### Set problem
Reproduce the email below about prints razored out of scientific journals, word for word and line for line.

### Text passage

"""

Fwd: Re: Irony and decoration

Chris J. Durden drdn at mail.utexas.edu
Sun Jun 2 22:53:19 EDT 2002


>Date: Sun, 02 Jun 2002 21:52:07 -0500
>To: Michael Gochfeld <gochfeld at eohsi.rutgers.edu>
>From: "Chris J. Durden" <drdn at mail.utexas.edu>
>Subject: Re: Irony and decoration
>
>Mike,
>    Those prints were often razored out of scientific journals in 
> university libraries with open stacks by seedy individuals who needed 
> quick cash for a fix of some kind. I have had this happen between one 
> checkout of a reference to read the description and another checkout to 
> photograph the illustration that had been there - very frustrating.
>    I have ransomed a couple of prints from these dealers in cutout prints 
> (Stephens, 1828 illustration of *Pamphila bucephalus* = *Hylephila 
> phyleus; Edwards illustration of *Papilio calverleyi*) but I am loath to 
> support these pirates. The decorator market seems to be insatiable and it 
> is depleting our library resources.

"""

### Point annotation dataset records
"""

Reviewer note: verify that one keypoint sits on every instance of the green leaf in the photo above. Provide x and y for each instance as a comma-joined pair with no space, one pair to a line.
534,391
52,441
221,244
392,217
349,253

"""

### Written reply
Fwd: Re: Irony and decoration

Chris J. Durden drdn at mail.utexas.edu
Sun Jun 2 22:53:19 EDT 2002


>Date: Sun, 02 Jun 2002 21:52:07 -0500
>To: Michael Gochfeld <gochfeld at eohsi.rutgers.edu>
>From: "Chris J. Durden" <drdn at mail.utexas.edu>
>Subject: Re: Irony and decoration
>
>Mike,
>    Those prints were often razored out of scientific journals in 
> university libraries with open stacks by seedy individuals who needed 
> quick cash for a fix of some kind. I have had this happen between one 
> checkout of a reference to read the description and another checkout to 
> photograph the illustration that had been there - very frustrating.
>    I have ransomed a couple of prints from these dealers in cutout prints 
> (Stephens, 1828 illustration of *Pamphila bucephalus* = *Hylephila 
> phyleus; Edwards illustration of *Papilio calverleyi*) but I am loath to 
> support these pirates. The decorator market seems to be insatiable and it 
> is depleting our library resources.